*Work request*
Repeat the stretch of entries below from the line with "Query: black crew-neck sweater" through the line with "Task: indicate the white shorts". Include both ends and add nothing.

Items from a data source:
= = = =

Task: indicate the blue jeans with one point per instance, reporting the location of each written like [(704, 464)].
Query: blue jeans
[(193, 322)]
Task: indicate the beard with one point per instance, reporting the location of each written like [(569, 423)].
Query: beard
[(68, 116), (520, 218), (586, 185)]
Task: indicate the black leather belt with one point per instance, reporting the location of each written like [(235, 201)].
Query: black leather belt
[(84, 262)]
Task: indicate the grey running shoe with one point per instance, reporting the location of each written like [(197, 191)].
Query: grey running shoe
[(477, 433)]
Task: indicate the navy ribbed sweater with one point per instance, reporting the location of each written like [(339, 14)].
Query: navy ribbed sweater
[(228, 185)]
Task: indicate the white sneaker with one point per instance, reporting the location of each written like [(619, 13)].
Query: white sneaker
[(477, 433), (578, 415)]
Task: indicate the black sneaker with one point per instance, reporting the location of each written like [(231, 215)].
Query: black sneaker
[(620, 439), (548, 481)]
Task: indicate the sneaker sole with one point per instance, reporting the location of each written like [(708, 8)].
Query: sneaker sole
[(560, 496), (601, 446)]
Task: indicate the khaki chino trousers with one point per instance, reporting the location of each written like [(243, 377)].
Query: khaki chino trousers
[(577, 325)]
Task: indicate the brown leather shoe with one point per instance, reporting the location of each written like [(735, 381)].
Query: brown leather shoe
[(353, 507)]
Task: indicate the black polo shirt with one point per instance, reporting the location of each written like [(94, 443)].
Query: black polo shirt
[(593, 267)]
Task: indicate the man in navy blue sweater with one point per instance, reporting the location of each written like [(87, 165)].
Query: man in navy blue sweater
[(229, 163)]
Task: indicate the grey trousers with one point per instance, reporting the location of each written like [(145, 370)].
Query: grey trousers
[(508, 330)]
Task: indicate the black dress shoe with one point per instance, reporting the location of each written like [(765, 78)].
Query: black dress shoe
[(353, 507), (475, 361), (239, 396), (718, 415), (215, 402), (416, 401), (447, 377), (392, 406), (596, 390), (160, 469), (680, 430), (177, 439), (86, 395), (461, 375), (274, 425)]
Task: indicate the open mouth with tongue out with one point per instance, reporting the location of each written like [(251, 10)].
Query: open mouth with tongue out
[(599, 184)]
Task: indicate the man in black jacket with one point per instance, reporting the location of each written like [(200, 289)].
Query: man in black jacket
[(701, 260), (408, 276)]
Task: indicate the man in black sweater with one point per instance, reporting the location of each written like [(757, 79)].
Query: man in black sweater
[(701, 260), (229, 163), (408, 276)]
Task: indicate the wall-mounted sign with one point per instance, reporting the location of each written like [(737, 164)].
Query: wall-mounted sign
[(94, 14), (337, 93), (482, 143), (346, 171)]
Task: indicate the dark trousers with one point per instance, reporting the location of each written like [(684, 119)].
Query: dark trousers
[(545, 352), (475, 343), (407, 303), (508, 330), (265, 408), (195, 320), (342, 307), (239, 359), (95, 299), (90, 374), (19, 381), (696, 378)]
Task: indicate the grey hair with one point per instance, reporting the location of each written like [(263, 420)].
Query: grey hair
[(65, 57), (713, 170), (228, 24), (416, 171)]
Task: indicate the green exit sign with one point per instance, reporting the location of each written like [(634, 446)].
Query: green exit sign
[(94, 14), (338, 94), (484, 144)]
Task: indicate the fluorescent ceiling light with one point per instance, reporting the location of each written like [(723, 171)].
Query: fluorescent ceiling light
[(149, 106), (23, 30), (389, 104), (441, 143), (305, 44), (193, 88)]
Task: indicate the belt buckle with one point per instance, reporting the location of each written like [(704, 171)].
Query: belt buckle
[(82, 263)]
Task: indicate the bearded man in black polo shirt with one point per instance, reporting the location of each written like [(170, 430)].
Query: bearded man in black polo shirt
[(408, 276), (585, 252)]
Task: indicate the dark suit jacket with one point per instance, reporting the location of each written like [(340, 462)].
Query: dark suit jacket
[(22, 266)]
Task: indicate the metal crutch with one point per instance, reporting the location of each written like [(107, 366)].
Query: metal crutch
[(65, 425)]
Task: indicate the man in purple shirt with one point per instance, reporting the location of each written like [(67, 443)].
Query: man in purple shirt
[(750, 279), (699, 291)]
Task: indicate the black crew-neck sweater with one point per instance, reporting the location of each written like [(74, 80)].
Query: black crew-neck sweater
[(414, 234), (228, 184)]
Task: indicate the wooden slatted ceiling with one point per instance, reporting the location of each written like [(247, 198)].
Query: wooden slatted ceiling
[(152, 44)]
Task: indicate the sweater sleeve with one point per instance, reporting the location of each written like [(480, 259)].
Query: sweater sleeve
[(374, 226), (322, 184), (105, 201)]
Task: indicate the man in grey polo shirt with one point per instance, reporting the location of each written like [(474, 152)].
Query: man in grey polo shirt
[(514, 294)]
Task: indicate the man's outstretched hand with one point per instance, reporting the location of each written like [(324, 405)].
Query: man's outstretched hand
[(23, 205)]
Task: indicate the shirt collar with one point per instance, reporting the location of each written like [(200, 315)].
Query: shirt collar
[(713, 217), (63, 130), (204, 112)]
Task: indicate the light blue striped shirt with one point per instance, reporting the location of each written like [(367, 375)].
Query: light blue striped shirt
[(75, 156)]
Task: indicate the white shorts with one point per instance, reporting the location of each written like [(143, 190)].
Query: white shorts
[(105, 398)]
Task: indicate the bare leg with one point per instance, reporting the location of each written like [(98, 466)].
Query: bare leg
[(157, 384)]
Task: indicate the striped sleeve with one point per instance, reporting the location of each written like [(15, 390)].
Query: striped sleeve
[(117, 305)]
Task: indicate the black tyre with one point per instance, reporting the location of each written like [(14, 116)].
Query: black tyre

= = = =

*Answer below*
Query: black crew-neck sweater
[(414, 234), (228, 184)]
Task: indicate the wooden slatted ceiling with one point per instance, reporting the location of each written like [(247, 198)].
Query: wooden slatted ceiling
[(152, 44)]
Task: indicate the sweater sleeve with one point per instance, reporting the location of each written like [(480, 259)].
Query: sweater sleeve
[(374, 226), (322, 184), (105, 201)]
Task: indicate the man in grey polo shirt with one point per instance, reporting the location of each written like [(474, 152)].
Query: man in grey polo shirt
[(514, 294)]
Task: indicate the man's outstretched hand with one point per instance, reporting the location of each written like [(324, 405)].
Query: man's outstretched hand
[(23, 205)]
Task: indicate the shirt collar with one point per instance, reporting the location of each written like [(200, 315)].
Query: shirt collar
[(713, 217), (63, 130), (204, 112)]
Task: indicate the light blue striped shirt with one point per instance, reporting the location of each written like [(367, 375)].
Query: light blue striped shirt
[(75, 156)]
Task: indicate the white shorts with one point per instance, reporting the location of each written like [(143, 190)].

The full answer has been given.